* Your task: Return the exact lines spanning from the line with "Please annotate the decorative" through the last line of the entries, boundaries included, and no others.

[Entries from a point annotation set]
▼
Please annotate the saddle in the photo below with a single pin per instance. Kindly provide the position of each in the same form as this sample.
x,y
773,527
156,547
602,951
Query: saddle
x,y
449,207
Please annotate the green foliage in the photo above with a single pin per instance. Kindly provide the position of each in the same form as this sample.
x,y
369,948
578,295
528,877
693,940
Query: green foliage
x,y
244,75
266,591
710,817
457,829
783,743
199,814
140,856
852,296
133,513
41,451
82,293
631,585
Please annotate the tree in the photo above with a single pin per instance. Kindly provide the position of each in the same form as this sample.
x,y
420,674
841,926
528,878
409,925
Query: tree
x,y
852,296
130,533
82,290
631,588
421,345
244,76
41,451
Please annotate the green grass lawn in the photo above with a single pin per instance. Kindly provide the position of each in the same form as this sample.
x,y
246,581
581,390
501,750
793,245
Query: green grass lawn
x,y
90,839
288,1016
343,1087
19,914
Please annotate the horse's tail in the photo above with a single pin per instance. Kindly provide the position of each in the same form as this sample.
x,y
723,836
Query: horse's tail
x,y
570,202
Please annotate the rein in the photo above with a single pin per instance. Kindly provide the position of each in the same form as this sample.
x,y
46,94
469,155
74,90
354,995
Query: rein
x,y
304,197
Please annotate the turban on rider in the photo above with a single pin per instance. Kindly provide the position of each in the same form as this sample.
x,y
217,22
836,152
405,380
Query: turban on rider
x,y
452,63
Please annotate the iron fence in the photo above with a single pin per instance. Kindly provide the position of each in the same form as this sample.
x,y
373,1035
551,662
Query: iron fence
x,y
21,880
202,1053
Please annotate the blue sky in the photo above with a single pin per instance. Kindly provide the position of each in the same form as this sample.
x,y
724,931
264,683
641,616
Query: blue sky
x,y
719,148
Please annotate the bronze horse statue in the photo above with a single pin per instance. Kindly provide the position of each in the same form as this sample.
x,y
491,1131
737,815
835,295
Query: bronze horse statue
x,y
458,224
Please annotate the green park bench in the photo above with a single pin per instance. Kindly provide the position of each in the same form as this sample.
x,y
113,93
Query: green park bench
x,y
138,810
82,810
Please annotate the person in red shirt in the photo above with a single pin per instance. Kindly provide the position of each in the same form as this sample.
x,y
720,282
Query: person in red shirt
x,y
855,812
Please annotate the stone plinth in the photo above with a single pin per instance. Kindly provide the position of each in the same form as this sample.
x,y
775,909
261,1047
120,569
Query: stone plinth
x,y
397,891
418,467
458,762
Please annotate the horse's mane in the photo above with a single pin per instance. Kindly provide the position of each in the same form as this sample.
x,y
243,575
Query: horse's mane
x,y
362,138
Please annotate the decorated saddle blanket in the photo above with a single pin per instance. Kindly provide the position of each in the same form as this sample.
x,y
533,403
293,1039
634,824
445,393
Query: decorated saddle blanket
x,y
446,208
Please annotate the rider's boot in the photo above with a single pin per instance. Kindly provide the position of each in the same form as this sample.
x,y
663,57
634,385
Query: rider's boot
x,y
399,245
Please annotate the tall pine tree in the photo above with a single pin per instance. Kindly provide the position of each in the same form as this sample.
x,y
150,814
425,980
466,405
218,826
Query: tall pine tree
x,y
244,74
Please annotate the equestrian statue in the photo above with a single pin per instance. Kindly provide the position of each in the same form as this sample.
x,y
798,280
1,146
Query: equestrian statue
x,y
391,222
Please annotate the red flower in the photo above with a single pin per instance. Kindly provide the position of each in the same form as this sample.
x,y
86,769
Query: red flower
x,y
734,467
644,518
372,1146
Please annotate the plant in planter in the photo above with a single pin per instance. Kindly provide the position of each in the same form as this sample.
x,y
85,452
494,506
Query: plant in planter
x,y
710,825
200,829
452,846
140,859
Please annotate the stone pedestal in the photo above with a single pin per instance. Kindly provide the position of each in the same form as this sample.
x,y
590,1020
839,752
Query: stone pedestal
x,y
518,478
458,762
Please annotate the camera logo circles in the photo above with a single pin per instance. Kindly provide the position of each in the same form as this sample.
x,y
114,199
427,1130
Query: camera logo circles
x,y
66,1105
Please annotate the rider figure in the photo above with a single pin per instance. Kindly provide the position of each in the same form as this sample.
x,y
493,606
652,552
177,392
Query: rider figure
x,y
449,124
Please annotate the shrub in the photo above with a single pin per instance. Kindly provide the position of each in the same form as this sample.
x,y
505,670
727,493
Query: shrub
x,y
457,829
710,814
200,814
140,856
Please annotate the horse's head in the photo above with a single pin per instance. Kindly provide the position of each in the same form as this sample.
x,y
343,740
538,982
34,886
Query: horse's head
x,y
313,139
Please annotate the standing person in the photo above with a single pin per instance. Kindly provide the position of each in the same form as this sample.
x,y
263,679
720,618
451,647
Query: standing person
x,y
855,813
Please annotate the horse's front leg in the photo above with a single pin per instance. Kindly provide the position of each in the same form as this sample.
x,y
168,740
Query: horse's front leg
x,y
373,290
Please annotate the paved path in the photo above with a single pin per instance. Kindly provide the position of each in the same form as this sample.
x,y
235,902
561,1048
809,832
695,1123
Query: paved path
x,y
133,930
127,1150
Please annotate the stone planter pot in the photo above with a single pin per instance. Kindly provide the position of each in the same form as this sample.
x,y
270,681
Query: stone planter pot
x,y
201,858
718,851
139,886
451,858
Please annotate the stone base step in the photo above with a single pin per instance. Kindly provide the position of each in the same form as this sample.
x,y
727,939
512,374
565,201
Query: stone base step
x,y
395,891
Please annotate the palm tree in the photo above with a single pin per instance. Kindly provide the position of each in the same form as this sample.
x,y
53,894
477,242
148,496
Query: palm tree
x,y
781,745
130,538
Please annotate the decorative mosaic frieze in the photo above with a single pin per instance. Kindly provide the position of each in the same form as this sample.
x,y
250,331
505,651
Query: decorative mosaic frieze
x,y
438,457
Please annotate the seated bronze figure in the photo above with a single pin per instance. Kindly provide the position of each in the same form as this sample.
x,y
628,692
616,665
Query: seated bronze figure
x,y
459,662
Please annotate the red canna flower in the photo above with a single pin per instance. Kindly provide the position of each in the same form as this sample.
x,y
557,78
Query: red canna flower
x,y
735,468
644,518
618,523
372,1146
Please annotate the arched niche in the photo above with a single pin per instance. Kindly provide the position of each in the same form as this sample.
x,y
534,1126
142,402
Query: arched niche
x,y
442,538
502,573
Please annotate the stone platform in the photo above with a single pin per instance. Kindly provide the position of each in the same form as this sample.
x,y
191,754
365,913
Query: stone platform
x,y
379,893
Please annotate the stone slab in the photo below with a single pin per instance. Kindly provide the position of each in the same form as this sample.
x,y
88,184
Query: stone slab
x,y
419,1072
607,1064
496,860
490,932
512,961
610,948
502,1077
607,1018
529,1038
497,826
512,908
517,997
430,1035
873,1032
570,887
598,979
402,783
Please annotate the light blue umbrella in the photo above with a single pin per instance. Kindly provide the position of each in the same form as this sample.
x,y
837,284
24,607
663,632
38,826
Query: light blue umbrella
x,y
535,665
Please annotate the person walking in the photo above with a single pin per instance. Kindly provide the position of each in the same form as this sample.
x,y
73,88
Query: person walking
▲
* Right answer:
Please annotate the decorative mosaic frieze in the photo above with a single pin per instance. Kindly provide the position of each in the same form as this sample.
x,y
250,331
505,651
Query: decorative mosaic frieze
x,y
438,457
Please annotate the seated bronze figure in the photo above with a single pin per instance. Kindly provide the position of each in the same form as this sample.
x,y
628,692
616,665
Query: seated bronze figure
x,y
459,662
Please annotate the red canna flower in the photo above with a single pin per instance. Kindly provide the position of each in the same form as this sample.
x,y
557,78
Query: red canna flower
x,y
735,468
644,518
618,523
372,1146
Please annotate the arched niche in the photo above with a single pin per instance. Kindly provide the position of each in the same form as this sample.
x,y
534,1126
142,402
Query: arched niche
x,y
442,538
502,573
Please annotate the stone platform in the photo above with a single pin per instance. Kindly provide the position of each in the same form as this sample.
x,y
191,754
365,913
Query: stone platform
x,y
379,893
Please annotate the stone slab in the photo below with a single pin per instance. Kindly provide the position of each in the same form as this sample.
x,y
88,184
Query: stone slab
x,y
419,1072
607,1064
496,860
490,932
512,961
610,948
502,1077
607,1018
529,1038
497,826
512,908
517,997
430,1035
873,1032
570,887
598,979
402,783
Please annotate the light blue umbrella in the photo above with a single pin per instance. Kindly provide the position of each in the same form as this sample.
x,y
837,284
24,607
663,632
38,826
Query: light blue umbrella
x,y
535,665
Please annotate the person walking in the photo above with a single pin per instance. Kindly provide the position of each in the same form as this sample.
x,y
73,88
Query: person walking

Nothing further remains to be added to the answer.